Document section ->
My Friend Tells Me Homeschool Groups Can be Problematic. What do you think?

Might I encounter problems by joining a homeschool group, as my friend tells me?

Sometimes a homeschooling group gets very enthusiastic about activities, such as plays, dances, and sports. While all of them may be great activities, if they keep students away from their needed studies, they may not be so great after all. Parents need to be highly selective in choosing a limited number of activities, and ones which will definitely benefit the individual child and not cause a sense of being inadequate.

Another problem might occur with a mom who is driving several children to activities and becoming so busy, she becomes tired and cannot keep up with managing the homeschooling. Stay in prayer, discuss the situation with your spouse, and you are likely to make the best decisions for your children.

My sister says that I cannot give the quality of education that my child could receive from professional teachers. How do I answer her?

Most Catholics choose homeschooling because we want our family to live a different kind of lifestyle, to live daily the teachings of Jesus Christ. We want to live the Catholic family life that we know God wants us to live. Children attending schools are being influenced by the secular culture, even in Catholic schools. The secular values permeate the secular textbooks being used in all schools, Catholic and otherwise, taking federal funding for their textbooks.

Aim of the exercise -> Carry the homeschooling question-and-answer text forward from its final sentence, keeping its voice and format.

Data rows ->
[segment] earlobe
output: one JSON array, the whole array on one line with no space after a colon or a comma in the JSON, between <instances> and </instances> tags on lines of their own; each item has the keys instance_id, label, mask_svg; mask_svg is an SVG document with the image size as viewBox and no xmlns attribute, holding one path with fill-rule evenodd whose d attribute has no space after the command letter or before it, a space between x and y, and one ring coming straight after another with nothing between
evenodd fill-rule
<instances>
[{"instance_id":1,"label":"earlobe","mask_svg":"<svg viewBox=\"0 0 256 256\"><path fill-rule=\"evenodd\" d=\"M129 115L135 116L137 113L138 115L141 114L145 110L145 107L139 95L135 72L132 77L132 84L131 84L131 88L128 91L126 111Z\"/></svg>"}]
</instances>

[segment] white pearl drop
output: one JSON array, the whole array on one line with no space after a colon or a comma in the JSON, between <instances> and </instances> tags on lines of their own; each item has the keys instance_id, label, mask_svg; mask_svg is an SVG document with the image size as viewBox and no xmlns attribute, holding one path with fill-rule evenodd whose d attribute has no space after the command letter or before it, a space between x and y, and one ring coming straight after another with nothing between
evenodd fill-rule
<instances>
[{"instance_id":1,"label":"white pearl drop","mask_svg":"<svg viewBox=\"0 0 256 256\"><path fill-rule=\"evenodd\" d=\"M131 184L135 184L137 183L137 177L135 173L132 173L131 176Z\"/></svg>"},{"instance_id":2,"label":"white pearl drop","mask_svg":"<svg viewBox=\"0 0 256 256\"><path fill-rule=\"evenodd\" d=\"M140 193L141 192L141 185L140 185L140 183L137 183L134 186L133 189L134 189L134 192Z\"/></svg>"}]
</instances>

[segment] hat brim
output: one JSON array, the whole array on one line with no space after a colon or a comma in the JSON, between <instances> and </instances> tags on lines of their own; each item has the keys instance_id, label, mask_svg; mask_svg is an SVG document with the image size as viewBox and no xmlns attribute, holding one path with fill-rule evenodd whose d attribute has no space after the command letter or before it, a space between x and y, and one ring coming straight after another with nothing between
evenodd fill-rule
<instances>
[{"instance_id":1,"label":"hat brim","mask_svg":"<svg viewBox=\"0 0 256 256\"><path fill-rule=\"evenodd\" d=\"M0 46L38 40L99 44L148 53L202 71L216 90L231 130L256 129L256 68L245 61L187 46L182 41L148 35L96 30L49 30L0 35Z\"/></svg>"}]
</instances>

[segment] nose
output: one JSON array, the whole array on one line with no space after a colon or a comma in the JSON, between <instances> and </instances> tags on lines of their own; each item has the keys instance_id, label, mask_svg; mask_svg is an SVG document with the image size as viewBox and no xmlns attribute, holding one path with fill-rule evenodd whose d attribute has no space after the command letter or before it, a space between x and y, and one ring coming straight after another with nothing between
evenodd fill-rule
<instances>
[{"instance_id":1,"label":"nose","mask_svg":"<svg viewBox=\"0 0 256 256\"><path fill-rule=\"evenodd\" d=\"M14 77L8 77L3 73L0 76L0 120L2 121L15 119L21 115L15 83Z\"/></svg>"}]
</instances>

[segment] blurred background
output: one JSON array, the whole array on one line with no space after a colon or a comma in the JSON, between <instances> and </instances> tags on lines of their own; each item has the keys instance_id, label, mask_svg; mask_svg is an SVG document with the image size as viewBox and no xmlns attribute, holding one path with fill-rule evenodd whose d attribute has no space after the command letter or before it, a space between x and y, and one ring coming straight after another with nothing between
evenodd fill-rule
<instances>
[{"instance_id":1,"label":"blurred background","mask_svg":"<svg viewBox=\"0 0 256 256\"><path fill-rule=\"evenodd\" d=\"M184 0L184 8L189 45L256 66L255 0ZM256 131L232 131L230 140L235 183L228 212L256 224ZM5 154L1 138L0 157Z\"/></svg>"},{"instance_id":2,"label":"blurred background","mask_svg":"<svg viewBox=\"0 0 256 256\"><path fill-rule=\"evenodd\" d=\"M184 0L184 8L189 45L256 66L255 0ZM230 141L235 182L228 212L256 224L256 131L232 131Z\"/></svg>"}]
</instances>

Response to this task ->
The highest “quality” of education is one that reflects the truth about all things. Since God is the Creator of all things, how can an education in any subject be the best, be truthful, if the courses totally ignore the existence of the Creator! What “quality” does an education have if the students ultimately ignore the existence of God and His commandments? How happy can anyone be without an education which recognizes God and His laws? How happy can “educated” professionals be if they reject God and their children live secular lifestyles?

That being said, studies consistently show that homeschooled children are receiving a better education than public school students. This is mainly due to the personalized attention that parents can give their children which is not possible in a classroom situation. A classroom teacher may be very good and knowledgeable, but the teacher may have thirty students in the classroom, with only a very few minutes for each student.

For research findings on the quality of home education, visit the National Home Education Research Institute at

How can I help my high school daughter keep up with her English assignments?

Before starting any course, it’s a very good idea to look through the entire course and have a good grasp of everything that is required. Sometimes there are bigger assignments which take more time, and it’s good to be aware, for example, that a research paper may be due in the third quarter. Suddenly in mid year, for the English courses especially, the parents and student realize they should have been preparing a little at a time for the final book analysis project or the research report.

Even in the elem-entary grades, the book report book should be read early in the quarter, with notes related to the assigned topics taken down on paper or written in the book margins. The report can be written later after some thought has gone into what needs to be written. Reading and writing the book analysis in the last week of the quarter will result in a quick report but little analysis.

Some families have a white board on which to write weekly assignments. It can be made interesting with happy faces & with colorful white-board pens. As assignments are completed, students can add their own artistic images to convey success.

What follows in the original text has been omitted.